# AIM OF THE TASK
Reproduce word for word the stretch of the data from the line containing "Please spot the green tree" through the end of the data, including both ends.

>> Start

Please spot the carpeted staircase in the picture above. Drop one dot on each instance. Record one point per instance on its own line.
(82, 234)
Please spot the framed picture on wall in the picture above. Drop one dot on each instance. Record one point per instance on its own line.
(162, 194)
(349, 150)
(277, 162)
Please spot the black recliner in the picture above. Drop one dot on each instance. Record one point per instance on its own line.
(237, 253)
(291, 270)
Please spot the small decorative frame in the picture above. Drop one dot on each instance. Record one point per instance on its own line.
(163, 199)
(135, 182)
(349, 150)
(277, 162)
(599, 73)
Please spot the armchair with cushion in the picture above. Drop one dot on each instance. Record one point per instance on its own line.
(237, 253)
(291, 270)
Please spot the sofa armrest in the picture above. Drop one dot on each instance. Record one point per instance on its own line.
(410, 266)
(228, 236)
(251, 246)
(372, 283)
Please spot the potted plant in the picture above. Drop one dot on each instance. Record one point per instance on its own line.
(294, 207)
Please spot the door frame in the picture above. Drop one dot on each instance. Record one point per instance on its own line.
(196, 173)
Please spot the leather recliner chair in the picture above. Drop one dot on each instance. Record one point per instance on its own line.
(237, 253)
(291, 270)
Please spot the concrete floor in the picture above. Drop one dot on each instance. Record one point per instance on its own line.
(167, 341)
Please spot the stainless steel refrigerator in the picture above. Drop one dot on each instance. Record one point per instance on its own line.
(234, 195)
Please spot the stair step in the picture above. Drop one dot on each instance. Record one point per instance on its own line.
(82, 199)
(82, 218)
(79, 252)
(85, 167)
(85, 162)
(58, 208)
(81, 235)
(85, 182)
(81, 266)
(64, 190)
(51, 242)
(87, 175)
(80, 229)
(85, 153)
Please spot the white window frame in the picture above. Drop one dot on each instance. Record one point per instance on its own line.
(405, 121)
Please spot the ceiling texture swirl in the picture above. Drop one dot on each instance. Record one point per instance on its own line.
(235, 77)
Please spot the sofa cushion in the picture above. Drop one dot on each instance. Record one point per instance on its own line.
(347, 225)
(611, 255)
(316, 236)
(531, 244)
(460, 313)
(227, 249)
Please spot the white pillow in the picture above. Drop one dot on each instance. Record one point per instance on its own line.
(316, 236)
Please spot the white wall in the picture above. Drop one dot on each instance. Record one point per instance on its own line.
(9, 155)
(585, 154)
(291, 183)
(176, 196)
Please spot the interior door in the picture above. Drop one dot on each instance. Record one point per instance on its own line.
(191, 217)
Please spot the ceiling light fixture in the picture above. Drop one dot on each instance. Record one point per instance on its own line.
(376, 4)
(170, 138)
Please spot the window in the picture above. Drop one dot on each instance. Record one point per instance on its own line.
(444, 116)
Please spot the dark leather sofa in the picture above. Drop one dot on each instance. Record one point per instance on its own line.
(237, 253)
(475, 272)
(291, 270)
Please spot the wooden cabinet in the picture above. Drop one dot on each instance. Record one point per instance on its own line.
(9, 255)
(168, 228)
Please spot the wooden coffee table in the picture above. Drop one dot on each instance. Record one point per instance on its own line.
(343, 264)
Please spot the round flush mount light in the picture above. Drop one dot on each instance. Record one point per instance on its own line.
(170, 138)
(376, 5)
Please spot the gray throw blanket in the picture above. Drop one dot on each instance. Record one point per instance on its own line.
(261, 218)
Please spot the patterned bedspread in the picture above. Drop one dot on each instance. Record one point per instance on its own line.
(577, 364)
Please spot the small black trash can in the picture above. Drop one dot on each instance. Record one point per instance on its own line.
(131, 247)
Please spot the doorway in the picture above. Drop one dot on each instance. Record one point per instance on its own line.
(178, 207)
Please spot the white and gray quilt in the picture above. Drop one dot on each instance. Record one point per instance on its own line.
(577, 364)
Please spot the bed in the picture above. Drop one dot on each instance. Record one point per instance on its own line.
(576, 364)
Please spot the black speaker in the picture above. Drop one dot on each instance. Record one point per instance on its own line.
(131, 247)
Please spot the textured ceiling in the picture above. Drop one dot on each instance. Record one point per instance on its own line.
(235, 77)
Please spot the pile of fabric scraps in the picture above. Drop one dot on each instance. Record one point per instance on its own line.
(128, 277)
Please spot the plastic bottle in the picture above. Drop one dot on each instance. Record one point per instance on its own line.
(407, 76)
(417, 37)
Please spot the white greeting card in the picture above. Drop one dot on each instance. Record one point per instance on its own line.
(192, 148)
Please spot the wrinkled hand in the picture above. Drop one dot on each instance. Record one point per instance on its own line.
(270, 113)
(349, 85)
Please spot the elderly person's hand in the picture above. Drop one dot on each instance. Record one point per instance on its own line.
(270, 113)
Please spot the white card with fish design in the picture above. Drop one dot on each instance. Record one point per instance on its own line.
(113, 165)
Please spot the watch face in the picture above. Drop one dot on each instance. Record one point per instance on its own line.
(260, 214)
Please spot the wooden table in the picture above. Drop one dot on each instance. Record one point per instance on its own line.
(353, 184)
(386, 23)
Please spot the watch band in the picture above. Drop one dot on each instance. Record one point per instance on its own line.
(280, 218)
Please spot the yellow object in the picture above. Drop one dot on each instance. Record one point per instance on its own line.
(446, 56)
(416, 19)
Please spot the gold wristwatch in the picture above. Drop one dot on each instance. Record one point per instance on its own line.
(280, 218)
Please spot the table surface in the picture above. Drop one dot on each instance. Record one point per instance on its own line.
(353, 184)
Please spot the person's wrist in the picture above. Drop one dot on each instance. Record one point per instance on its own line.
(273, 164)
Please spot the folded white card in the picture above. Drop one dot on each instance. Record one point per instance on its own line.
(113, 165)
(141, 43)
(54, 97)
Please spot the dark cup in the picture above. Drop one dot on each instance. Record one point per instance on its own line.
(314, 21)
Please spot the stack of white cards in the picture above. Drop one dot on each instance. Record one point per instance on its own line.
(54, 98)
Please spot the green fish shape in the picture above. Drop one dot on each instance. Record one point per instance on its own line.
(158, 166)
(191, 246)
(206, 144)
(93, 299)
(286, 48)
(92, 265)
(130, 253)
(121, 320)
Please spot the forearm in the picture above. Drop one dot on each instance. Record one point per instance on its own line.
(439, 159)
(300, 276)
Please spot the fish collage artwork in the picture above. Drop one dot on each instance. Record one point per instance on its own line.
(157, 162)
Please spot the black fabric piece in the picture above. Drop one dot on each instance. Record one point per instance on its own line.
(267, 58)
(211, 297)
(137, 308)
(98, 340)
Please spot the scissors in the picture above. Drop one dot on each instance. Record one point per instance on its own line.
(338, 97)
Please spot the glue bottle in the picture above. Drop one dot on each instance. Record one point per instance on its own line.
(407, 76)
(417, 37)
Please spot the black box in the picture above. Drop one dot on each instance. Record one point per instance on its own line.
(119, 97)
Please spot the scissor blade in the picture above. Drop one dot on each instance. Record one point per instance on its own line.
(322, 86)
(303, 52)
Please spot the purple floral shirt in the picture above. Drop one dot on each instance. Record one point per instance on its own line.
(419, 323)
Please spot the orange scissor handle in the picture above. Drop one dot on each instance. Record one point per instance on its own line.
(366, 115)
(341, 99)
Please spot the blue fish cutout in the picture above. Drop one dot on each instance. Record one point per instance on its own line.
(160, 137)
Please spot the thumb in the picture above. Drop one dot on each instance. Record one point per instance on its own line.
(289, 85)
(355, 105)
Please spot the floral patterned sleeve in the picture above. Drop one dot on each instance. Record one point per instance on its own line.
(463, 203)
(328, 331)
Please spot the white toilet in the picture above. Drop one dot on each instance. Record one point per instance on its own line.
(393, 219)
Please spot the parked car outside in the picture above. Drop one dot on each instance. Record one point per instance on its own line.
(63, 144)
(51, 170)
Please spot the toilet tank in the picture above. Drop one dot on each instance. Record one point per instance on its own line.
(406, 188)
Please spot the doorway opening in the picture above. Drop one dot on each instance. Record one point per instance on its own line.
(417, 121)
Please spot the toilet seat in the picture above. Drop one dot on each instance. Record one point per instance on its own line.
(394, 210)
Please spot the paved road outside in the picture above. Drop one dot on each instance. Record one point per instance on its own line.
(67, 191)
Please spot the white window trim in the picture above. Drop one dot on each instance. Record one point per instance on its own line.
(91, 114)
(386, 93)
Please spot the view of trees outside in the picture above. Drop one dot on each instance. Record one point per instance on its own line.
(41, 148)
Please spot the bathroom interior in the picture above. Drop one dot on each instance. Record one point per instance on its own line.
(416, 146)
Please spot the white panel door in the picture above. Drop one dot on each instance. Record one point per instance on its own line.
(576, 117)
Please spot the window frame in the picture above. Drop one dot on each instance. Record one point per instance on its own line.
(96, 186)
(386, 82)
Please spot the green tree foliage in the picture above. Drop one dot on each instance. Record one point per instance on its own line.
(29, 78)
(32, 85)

>> End

# SOLUTION FOR THIS PROBLEM
Please spot the green tree foliage in the picture above. Drop one dot on each instance. Record one point per instance on its own line.
(29, 78)
(32, 85)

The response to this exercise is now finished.